(Object detection data)
==*==

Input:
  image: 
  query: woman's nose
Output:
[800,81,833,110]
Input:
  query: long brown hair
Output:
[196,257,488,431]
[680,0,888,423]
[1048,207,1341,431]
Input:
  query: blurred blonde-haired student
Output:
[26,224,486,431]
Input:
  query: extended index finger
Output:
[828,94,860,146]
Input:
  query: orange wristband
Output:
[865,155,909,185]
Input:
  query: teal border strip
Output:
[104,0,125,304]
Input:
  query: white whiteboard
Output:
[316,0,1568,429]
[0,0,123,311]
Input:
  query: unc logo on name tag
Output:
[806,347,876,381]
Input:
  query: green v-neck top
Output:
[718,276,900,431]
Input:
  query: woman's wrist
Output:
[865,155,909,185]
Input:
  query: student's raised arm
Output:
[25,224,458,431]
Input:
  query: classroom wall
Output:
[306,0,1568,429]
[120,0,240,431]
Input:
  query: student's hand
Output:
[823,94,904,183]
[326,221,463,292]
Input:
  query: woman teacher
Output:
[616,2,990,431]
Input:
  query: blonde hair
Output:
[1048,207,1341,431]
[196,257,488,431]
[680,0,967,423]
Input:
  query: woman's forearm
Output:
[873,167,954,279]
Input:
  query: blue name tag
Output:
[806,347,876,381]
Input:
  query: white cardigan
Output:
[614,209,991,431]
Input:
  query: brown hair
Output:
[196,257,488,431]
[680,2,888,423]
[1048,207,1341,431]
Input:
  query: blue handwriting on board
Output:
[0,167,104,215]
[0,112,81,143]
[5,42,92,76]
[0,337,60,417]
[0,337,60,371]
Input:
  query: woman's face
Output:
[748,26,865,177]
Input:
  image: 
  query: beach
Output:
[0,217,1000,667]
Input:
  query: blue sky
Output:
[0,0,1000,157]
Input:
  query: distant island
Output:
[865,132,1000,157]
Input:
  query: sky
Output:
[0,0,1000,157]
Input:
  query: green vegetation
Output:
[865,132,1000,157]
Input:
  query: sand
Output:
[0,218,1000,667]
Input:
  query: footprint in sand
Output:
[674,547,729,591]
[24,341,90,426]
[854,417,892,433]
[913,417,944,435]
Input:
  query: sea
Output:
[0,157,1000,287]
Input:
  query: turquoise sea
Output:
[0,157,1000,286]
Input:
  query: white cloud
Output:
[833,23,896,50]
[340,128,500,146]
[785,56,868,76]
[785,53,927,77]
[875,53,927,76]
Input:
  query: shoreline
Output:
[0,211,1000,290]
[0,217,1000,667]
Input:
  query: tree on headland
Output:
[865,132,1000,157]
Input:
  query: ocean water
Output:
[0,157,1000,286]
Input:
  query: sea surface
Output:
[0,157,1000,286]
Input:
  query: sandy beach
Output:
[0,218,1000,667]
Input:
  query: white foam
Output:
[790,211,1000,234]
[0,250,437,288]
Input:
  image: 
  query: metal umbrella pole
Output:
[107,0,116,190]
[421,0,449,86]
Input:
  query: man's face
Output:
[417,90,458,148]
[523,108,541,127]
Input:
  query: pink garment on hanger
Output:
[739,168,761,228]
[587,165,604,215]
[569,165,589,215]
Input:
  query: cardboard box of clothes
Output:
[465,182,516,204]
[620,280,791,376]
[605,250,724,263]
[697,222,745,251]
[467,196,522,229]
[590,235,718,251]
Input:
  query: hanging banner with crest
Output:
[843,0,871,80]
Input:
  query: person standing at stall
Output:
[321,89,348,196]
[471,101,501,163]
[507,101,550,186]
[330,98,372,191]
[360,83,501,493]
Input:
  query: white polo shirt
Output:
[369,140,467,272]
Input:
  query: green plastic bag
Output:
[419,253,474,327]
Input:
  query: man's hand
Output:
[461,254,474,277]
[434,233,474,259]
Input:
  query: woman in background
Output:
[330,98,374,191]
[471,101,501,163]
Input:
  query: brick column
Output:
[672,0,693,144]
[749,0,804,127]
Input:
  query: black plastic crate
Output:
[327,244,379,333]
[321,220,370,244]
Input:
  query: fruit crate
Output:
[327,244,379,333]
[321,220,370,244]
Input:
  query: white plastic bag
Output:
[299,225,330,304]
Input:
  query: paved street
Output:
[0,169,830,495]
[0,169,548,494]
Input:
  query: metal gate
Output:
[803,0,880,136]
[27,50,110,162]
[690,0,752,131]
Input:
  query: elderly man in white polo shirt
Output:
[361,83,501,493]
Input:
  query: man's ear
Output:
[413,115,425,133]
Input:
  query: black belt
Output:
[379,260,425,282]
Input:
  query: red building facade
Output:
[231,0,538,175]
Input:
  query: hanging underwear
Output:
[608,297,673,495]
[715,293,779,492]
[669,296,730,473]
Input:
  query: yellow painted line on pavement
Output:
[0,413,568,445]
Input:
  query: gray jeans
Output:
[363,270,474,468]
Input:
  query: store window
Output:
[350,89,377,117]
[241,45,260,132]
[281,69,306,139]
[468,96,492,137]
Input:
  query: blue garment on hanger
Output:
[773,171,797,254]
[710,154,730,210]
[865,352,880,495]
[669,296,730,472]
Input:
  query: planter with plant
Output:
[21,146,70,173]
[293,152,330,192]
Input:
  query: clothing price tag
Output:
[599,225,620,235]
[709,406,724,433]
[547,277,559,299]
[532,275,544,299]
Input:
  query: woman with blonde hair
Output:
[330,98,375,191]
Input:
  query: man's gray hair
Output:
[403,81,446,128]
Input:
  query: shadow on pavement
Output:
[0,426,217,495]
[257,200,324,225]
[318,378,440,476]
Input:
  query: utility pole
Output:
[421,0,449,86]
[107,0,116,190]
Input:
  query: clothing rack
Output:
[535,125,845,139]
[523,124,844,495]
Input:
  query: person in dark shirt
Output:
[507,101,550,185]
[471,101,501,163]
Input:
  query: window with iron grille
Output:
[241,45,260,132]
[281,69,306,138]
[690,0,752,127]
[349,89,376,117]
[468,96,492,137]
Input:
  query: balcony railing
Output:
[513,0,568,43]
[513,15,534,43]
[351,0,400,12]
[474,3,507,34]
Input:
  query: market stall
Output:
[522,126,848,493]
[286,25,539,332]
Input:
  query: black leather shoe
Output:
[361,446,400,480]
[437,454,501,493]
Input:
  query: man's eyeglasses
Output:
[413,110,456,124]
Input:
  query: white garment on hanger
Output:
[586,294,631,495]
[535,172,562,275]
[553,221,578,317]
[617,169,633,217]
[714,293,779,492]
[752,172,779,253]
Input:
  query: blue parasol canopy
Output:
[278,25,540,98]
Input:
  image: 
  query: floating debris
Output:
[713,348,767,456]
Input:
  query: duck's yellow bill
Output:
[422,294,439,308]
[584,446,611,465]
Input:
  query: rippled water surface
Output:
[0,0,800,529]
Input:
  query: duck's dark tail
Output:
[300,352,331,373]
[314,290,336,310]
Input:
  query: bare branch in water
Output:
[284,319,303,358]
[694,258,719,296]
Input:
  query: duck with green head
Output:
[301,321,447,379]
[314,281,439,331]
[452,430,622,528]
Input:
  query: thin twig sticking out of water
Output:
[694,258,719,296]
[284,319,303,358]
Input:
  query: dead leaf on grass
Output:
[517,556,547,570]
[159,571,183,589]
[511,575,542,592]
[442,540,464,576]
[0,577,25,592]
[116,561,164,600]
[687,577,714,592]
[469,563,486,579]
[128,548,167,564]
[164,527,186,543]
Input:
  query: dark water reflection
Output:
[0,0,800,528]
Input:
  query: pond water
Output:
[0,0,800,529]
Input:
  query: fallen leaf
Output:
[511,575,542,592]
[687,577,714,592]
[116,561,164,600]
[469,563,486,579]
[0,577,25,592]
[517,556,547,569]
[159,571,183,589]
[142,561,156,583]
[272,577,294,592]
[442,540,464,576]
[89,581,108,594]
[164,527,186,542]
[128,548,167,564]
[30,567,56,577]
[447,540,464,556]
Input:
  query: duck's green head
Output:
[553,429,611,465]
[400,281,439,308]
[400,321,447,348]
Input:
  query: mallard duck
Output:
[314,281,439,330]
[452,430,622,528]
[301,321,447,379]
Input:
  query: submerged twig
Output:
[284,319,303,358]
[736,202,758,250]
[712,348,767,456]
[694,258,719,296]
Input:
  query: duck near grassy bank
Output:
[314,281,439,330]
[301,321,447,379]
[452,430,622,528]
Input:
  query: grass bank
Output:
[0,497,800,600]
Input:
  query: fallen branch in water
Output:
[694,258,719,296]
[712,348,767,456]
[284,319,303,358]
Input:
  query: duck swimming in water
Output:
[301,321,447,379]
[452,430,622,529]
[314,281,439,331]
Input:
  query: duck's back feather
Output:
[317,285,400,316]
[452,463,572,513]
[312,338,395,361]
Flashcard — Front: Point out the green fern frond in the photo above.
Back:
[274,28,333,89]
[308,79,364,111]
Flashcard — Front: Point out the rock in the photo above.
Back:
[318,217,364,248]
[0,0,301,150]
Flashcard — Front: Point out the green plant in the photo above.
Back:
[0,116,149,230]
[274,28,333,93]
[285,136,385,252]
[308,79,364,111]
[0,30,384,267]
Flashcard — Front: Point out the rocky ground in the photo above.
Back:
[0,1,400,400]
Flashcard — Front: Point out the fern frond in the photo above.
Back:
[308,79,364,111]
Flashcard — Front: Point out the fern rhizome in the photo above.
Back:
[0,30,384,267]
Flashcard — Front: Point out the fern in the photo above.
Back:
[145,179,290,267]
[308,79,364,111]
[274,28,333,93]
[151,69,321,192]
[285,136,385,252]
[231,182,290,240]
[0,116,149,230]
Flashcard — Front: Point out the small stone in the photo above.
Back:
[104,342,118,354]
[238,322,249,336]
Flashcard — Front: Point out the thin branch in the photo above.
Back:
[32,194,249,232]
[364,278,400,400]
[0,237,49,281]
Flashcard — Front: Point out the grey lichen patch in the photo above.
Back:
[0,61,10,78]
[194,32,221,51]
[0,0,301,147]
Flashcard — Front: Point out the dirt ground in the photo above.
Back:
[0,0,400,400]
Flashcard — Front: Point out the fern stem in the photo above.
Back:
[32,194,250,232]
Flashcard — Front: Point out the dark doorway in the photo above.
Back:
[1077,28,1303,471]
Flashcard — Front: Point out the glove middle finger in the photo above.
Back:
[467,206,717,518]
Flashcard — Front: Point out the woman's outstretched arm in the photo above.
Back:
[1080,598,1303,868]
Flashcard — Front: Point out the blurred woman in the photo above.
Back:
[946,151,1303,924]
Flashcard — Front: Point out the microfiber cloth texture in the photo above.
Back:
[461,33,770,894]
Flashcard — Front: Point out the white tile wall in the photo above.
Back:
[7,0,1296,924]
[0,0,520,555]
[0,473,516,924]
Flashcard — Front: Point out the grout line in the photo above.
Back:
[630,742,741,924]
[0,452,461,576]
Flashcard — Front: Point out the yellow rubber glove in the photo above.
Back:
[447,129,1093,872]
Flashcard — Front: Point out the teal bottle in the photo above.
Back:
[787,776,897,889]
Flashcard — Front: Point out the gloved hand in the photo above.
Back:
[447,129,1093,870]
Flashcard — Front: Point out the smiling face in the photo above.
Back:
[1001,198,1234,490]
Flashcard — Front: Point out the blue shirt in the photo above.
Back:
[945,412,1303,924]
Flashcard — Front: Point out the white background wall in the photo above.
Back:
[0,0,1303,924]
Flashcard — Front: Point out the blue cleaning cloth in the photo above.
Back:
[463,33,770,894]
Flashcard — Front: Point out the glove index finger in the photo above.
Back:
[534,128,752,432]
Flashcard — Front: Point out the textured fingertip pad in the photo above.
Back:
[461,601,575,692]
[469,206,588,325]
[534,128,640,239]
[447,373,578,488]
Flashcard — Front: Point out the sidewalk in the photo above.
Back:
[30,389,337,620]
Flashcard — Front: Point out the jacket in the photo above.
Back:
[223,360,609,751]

==*==

* _Objective_
Pull out every line in the rows above that contains the string "woman", matching its case exactly.

* _Exercise answer_
  query: woman's nose
  query: woman's wrist
  query: woman teacher
  query: woman's forearm
  query: woman's face
  query: woman in background
  query: woman with blonde hair
Flashcard — Front: Point out the woman's outstretched arm in the photo above.
Flashcard — Front: Point out the blurred woman in the photo above.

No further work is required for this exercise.